__EXERCISE DESCRIPTION__. With the pictures omitted, write out the entries that follow exactly as they stand.

__THE INPUT__.
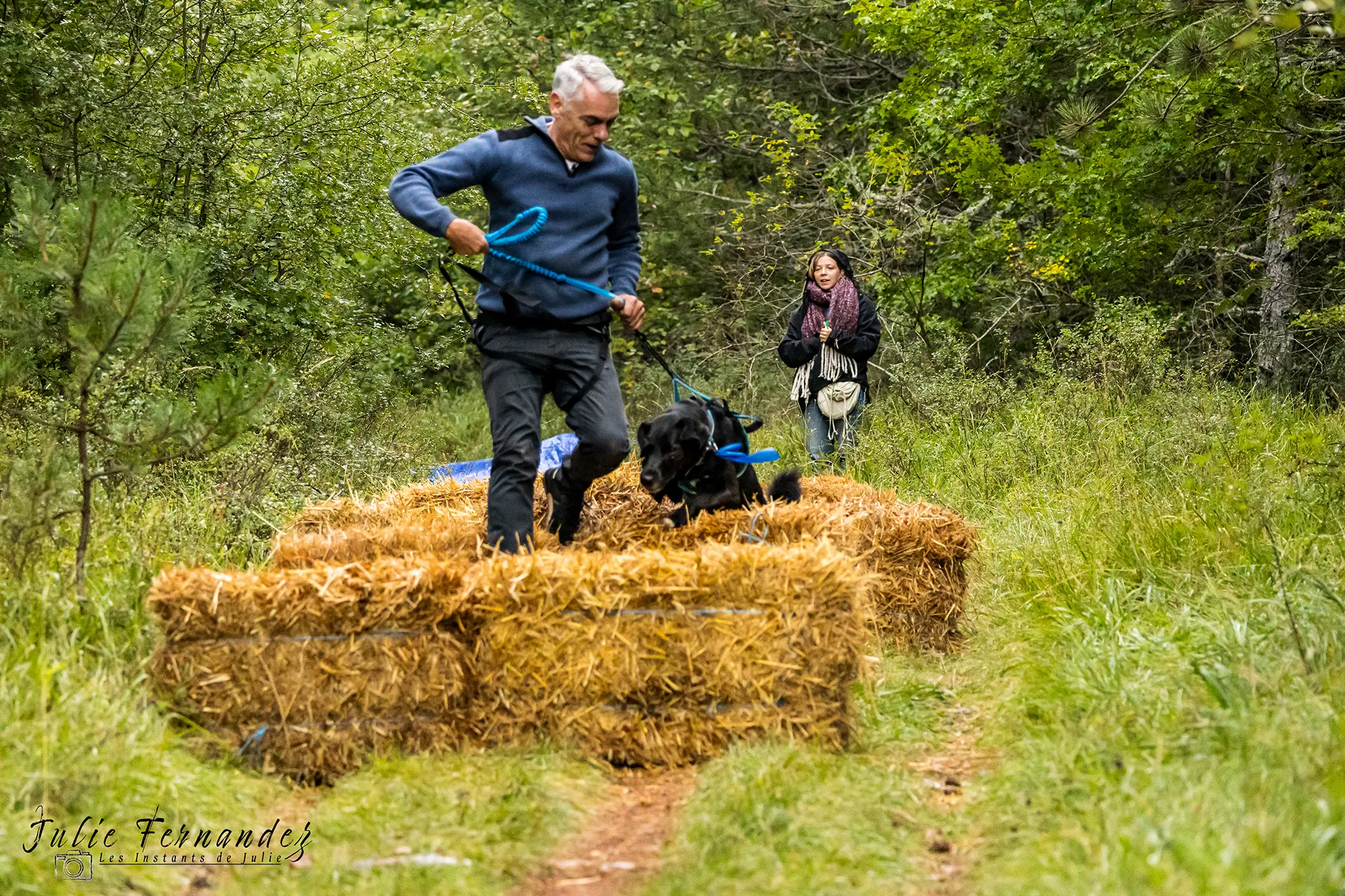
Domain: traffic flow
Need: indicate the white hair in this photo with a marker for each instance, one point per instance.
(572, 74)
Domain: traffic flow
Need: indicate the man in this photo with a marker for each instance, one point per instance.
(539, 336)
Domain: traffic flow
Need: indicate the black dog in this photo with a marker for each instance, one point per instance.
(678, 461)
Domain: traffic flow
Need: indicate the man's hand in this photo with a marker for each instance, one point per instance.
(631, 310)
(466, 238)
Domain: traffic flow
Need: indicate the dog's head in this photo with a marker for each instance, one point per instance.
(671, 444)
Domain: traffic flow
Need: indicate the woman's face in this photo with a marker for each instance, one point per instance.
(826, 272)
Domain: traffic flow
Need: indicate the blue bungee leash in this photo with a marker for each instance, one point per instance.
(738, 453)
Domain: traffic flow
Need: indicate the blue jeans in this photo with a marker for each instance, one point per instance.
(826, 438)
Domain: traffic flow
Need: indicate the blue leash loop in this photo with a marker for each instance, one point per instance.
(739, 453)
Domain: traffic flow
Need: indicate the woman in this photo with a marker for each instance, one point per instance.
(830, 340)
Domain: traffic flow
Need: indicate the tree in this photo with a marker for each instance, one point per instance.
(89, 322)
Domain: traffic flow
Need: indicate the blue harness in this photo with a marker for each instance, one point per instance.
(738, 453)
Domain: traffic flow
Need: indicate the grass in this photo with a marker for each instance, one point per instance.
(1133, 670)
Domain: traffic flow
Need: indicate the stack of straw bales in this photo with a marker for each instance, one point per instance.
(663, 657)
(915, 551)
(386, 625)
(645, 657)
(311, 670)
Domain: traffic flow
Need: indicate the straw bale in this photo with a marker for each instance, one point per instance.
(916, 550)
(416, 500)
(319, 753)
(315, 679)
(607, 648)
(194, 603)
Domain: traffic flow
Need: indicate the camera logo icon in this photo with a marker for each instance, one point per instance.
(74, 865)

__EXERCISE SOLUTION__.
Domain: traffic flow
Need: indicate the white hair in this photo with a marker for each instance, one point per instance.
(572, 74)
Domain: traffic flow
Need: indicate the man in this photo with a marker for each instance, one point per instance.
(539, 336)
Domain: traffic flow
Need: indicate the black dog in this photo with a marker for each instance, one point per instance.
(678, 461)
Domain: traffic flow
Need: indicate the man's hand in this photo with a marker for each instance, one point per instance.
(631, 310)
(466, 238)
Domain: traffic flow
Need: indicate the dog's head in this photo with a marker for each instance, one point per instance.
(671, 444)
Domain: traffic flow
Need: indicate the woman's face in this photo with a marker for each instance, one point per instance.
(826, 272)
Domain: traffic flow
Need: indicate the blue bungee leash in this photo with a marker for each instance, one point per instance.
(738, 453)
Domain: traffic flow
Need: indicate the blue jeans in this photo with a marker for each instance, one point per instance.
(826, 438)
Domain: traffic flow
Need: indicate the blue leash loop in this photo with a marker for each instance, one point per instance.
(739, 453)
Domain: traffic flow
Need: indicate the woman in this photo with a marker for each instance, one point per instance.
(830, 340)
Domain: traffic flow
Need: indicate the tree in this photo with a marker for each instance, one point per instance.
(89, 322)
Domain: traffic flow
Need: indicate the blue harness in this photo with a marker for each instance, one point per instance.
(738, 453)
Domain: traffic flow
Need: indicate the grass in this photo with a marker for each instance, one point per instance.
(1133, 670)
Domain: traffic flow
Need: indicate the stack of straw bales in this photo with a marker for each instance, one point per instance.
(663, 657)
(915, 551)
(386, 625)
(645, 657)
(311, 670)
Domain: traffic flow
Need: indicate the straw bale in this photo with a marker for each instance, one point per instance.
(916, 550)
(416, 500)
(319, 753)
(315, 679)
(607, 648)
(194, 603)
Domain: traffic flow
Need: indicate the camera logo icon in this photo with a marker for each instance, one point per instance.
(74, 865)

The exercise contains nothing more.